Lay out the items below as a two-column CSV with the header columns input and output and one row per item. Put each item's text in the input field and its answer in the output field, quote both fields, replace line breaks with spaces, and omit the pictures.
━━━━━━━━━━━━━━━━━━━━
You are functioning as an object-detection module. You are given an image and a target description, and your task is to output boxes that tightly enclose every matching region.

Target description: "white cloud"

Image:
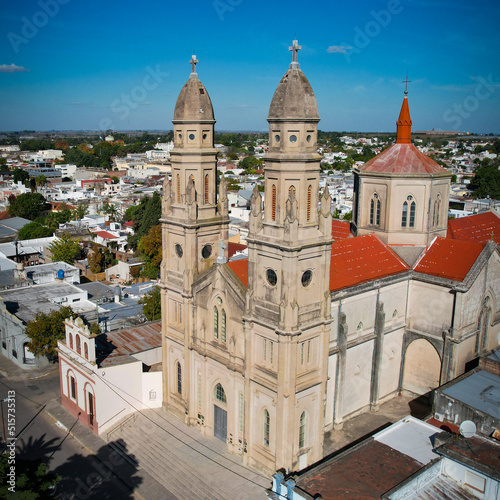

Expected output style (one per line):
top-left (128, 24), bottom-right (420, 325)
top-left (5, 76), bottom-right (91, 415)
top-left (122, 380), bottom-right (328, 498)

top-left (326, 45), bottom-right (352, 54)
top-left (0, 63), bottom-right (29, 73)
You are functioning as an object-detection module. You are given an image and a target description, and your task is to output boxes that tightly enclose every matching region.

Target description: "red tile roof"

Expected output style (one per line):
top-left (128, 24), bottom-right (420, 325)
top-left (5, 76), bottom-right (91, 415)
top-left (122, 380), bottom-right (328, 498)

top-left (414, 237), bottom-right (485, 281)
top-left (227, 259), bottom-right (248, 287)
top-left (447, 212), bottom-right (500, 245)
top-left (330, 234), bottom-right (409, 292)
top-left (227, 241), bottom-right (247, 259)
top-left (332, 219), bottom-right (351, 240)
top-left (359, 144), bottom-right (451, 176)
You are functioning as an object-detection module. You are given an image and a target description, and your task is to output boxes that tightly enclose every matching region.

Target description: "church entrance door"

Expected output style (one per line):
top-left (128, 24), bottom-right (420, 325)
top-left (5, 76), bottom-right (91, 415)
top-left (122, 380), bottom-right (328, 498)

top-left (214, 405), bottom-right (227, 443)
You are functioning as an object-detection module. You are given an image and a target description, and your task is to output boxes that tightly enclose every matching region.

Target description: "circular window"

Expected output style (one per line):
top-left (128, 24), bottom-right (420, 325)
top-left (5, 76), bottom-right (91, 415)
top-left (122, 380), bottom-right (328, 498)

top-left (201, 245), bottom-right (212, 259)
top-left (302, 269), bottom-right (312, 286)
top-left (266, 269), bottom-right (278, 286)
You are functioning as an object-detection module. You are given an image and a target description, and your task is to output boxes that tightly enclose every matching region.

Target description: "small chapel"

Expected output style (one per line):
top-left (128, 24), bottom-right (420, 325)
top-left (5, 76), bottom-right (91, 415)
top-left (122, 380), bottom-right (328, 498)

top-left (161, 40), bottom-right (500, 472)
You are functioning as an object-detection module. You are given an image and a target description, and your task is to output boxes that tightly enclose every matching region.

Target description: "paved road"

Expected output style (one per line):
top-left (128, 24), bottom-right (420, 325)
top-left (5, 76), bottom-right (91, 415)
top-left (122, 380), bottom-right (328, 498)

top-left (0, 373), bottom-right (134, 499)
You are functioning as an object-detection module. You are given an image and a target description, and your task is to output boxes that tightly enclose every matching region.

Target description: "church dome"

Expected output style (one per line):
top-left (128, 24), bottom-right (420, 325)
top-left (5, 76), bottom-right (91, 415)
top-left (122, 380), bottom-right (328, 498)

top-left (174, 56), bottom-right (215, 122)
top-left (268, 67), bottom-right (319, 121)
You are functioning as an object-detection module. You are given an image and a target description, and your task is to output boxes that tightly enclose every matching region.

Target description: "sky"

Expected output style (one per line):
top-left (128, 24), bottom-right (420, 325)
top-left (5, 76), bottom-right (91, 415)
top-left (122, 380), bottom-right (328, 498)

top-left (0, 0), bottom-right (500, 134)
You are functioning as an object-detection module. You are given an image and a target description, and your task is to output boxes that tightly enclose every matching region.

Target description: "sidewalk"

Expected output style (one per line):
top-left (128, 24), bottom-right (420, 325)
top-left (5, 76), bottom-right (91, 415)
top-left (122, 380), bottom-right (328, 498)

top-left (0, 355), bottom-right (59, 380)
top-left (45, 398), bottom-right (173, 500)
━━━━━━━━━━━━━━━━━━━━
• **Worked solution**
input,output
"You are functioning as an object-detection module. You are given an image and a target description, and your task is to output boxes that tightly enclose every matching region. Target description: ""white cloud"" Image: Expected output style (one per line): top-left (128, 24), bottom-right (420, 325) top-left (5, 76), bottom-right (91, 415) top-left (122, 380), bottom-right (328, 498)","top-left (326, 45), bottom-right (352, 54) top-left (0, 63), bottom-right (29, 73)"
"You are functioning as an object-detection module. You are given an image and a target description, and your task is to output boxes that tightly enclose every matching region. Target description: ""red tile roof"" Expected output style (one per line): top-left (128, 24), bottom-right (420, 325) top-left (5, 76), bottom-right (91, 415) top-left (122, 380), bottom-right (328, 498)","top-left (414, 237), bottom-right (485, 281) top-left (227, 259), bottom-right (248, 287) top-left (447, 212), bottom-right (500, 245) top-left (330, 234), bottom-right (409, 292) top-left (227, 241), bottom-right (247, 259) top-left (332, 219), bottom-right (351, 240) top-left (359, 144), bottom-right (451, 176)"
"You are functioning as an object-detection module. You are given an image and a target description, and your task is to output boxes that tightly enclose every matching region. Target description: ""church entrance door"" Expected output style (one per line): top-left (128, 24), bottom-right (420, 325) top-left (5, 76), bottom-right (91, 415) top-left (122, 380), bottom-right (328, 498)","top-left (214, 405), bottom-right (227, 443)"
"You are functioning as an object-detection module. You are given an image and a target description, and your task is to output boxes that tightly enclose every matching region. Target description: ""circular window"" Expected output style (one per line): top-left (128, 24), bottom-right (420, 325) top-left (5, 76), bottom-right (91, 415) top-left (122, 380), bottom-right (328, 498)","top-left (201, 245), bottom-right (212, 259) top-left (302, 269), bottom-right (312, 286) top-left (266, 269), bottom-right (278, 286)"
"You are functioning as an object-detection module. You are given an image and a target description, and your task is to output boxes that tightly enclose every matching region. Target description: ""small chapel"" Expected output style (one per line): top-left (128, 24), bottom-right (420, 325) top-left (5, 76), bottom-right (91, 415) top-left (122, 380), bottom-right (328, 498)","top-left (161, 40), bottom-right (500, 472)"
"You are functioning as an object-detection module. You are given an image and a target description, and your task is to output boxes that tightly enclose every matching region. Target description: ""paved road"" Expected output style (one per line): top-left (128, 24), bottom-right (420, 325) top-left (5, 76), bottom-right (91, 415) top-left (122, 380), bottom-right (328, 498)","top-left (0, 373), bottom-right (134, 499)"
"You are functioning as an object-detection module. You are given an image and a target description, and your task is to output boxes that tightly enclose every matching region. Target description: ""church dome"" Expected output style (one per line): top-left (128, 24), bottom-right (420, 325) top-left (5, 76), bottom-right (91, 415) top-left (122, 380), bottom-right (328, 498)","top-left (174, 56), bottom-right (215, 122) top-left (268, 67), bottom-right (319, 121)"
"You are functioning as an object-detection module. You are given an image and a target description, and your task is to output boxes that tightly enclose every matching region. Target description: ""sky"" Expected output style (one per line): top-left (128, 24), bottom-right (420, 325) top-left (5, 76), bottom-right (91, 415) top-left (122, 380), bottom-right (328, 498)","top-left (0, 0), bottom-right (500, 134)"
"You are functioning as an object-detection module. You are given an image and a target description, and your task is to output boxes that tightly enclose every matching region. Target description: ""sidewalk"" Expected output style (one per line): top-left (128, 24), bottom-right (420, 325) top-left (5, 76), bottom-right (91, 415) top-left (122, 380), bottom-right (328, 498)","top-left (0, 355), bottom-right (59, 380) top-left (45, 398), bottom-right (173, 500)"